More than 85% of women report having at least one menopause symptom, and those symptoms can include eye problems. Even though it’s incredibly common to experience changes as you go through perimenopause and enter menopause, vision changes can sometimes go unnoticed or under-reported. If you feel like menopause is causing vision issues, here’s what may be occurring and what can help.
Menopause and eye problems
Dry eye is prevalent around menopause, with more than 60% of women reporting it. Changing hormone levels are the reason menopause can cause eye problems like dry eye. During this time of life, estrogen becomes low, and progesterone as well as androgen hormones (like testosterone) continue to decline. As a result, two glands in your eye, the meibomian and lacrimal glands, have a reduced capacity to produce lubrication.
Feeling like your eyes are itchy, red, gritty, or that your vision is blurry can all indicate dry eye. Even though it sounds counterintuitive, dry eye sometimes leads to tearing as well. However, in these instances, even though there are enough tears, the quality is not sufficient enough to adequately lubricate the eye.
Any changes to your vision should be evaluated, and addressing dry eye is important for comfort and vision health. Over-the-counter products can be beneficial. So can making modifications to your environment. This might include a quality lubricating eye product. It also means evaluating if using the blue-light filter on your phone or tablet can help. You’ll want to wear sunglasses and possibly switch out your contacts for glasses occasionally. Another factor that can make dry eye worse for women is lash extensions that are too long. These bring more air to the eye’s surface each time you blink. Instead, look for quality lash options that won’t harm your vision health.
But before stocking up on products or making too many changes on your own, it’s best to be seen by a qualified healthcare practitioner. They’ll check for any other causes behind your dry eye and be able to recommend specific steps and/or prescribe specific products.
Open-angle glaucoma is a condition that’s associated with fluid buildup and increased intraocular (inner eye) pressure, which result in damage to the optic nerve damage. Damage to the optic nerve, which carries nerve impulses to the brain, can lead to progressive, permanent vision loss–though this usually happens slowly.
Women may wonder if menopause can cause eye problems like glaucoma. As you age and especially if you’re female, you’re at an increased risk for developing open-angle glaucoma. Other risk factors include certain medical conditions, family history, and race (particularly those who are Asian, Black, and Hispanic). Yearly eye exams are necessary to evaluate the health of your vision and the optic nerve. Research indicates that women who go through menopause early (before age 45) are at a higher risk for open-angle glaucoma. It’s important to keep your appointments and make your optometrist and/or ophthalmologist aware if you’re experiencing menopause early.
Cataracts usually develops after age 60 and is more often seen in women than men. Because cataracts isn’t painful and may not affect your vision at first, some people don’t know that it’s developing. Others become aware of vision changes like cloudiness, reduced night vision, double vision, muted colors, and glare sensitivity. (Glare sensitivity is when bright light limits your ability to make out details and shapes in what you see.)
Risk factors for cataracts include smoking and diabetes. Eating a diet rich in nutrients, managing other health conditions, and working on building healthy habits are important steps to take. At first, your glasses may feel like they help with the symptoms of cataracts. As cataracts develops, this usually isn’t enough and surgery is needed. Cataracts surgery is safe and effective.
Using hormone replacement therapy (HRT) for menopause-related eye conditions and symptoms
Hormone replacement therapy (HRT) helps with many symptoms of menopause, but it does not universally prevent eye-related conditions associated with aging and menopause. Some studies on HRT and dry eye have concluded that HRT helps, but other studies have shown that, particularly estrogen replacement alone, can make dry eye worse.
There is some evidence that shows women on estrogen replacement may have a reduced risk of developing glaucoma. However, HRT has its own risks and benefits. The possible protection it offers against glaucoma should be just one part of the discussion you have with your primary care physician on if HRT is right for you.

* **ENTRIES SUPPLIED**:
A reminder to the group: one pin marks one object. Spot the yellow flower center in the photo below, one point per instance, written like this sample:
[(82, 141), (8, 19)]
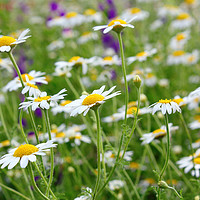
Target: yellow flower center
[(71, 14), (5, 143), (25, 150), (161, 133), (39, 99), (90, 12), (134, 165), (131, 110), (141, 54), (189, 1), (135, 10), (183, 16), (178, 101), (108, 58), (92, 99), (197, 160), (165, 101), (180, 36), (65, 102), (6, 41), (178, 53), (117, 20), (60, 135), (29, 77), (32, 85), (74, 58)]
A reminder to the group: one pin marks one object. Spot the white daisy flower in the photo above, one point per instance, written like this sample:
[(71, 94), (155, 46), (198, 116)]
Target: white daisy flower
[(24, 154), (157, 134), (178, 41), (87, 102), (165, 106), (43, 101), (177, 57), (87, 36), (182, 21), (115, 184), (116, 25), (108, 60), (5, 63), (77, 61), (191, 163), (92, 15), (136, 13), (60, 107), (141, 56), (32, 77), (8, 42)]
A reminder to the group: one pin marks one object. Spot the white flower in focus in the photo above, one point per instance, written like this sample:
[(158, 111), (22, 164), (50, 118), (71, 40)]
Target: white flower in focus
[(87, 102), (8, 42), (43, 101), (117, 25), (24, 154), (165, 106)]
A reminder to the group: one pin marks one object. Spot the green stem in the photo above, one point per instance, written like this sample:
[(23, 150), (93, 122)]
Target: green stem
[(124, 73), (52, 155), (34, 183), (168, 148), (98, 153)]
---
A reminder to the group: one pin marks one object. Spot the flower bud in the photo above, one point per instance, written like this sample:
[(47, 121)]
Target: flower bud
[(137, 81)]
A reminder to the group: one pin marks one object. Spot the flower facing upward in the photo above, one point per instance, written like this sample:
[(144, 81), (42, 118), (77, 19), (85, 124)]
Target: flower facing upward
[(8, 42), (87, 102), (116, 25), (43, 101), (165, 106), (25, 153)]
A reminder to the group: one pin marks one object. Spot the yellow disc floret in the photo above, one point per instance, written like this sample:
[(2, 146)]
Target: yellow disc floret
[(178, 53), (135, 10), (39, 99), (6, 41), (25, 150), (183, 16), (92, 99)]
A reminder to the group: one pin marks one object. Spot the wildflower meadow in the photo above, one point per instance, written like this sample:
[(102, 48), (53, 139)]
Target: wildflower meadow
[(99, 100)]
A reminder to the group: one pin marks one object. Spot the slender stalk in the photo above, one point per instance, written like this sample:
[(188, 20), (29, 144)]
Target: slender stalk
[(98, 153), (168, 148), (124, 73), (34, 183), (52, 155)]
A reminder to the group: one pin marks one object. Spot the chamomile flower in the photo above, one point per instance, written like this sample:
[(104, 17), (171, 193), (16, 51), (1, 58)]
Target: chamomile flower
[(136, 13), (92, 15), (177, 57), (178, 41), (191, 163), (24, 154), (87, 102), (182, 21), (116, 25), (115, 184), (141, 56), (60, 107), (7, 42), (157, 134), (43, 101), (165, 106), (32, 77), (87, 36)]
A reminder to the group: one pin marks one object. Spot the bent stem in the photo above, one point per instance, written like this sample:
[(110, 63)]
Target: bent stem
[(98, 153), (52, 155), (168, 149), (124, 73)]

* **PROBLEM 1**:
Answer these about the article on menopause and eye problems:
(a) What share of women report dry eye around menopause?
(b) Research links going through menopause before what age to a higher risk of open-angle glaucoma?
(c) After what age do cataracts usually develop?
* **PROBLEM 2**: From the article on menopause and eye problems, extract word for word the part that opens with the words containing "Cataracts usually develops" and closes with "what you see.)".

* **FINAL ANSWER 1**:
(a) More than 60%
(b) Age 45
(c) Age 60

* **FINAL ANSWER 2**:
Cataracts usually develops after age 60 and is more often seen in women than men. Because cataracts isn’t painful and may not affect your vision at first, some people don’t know that it’s developing. Others become aware of vision changes like cloudiness, reduced night vision, double vision, muted colors, and glare sensitivity. (Glare sensitivity is when bright light limits your ability to make out details and shapes in what you see.)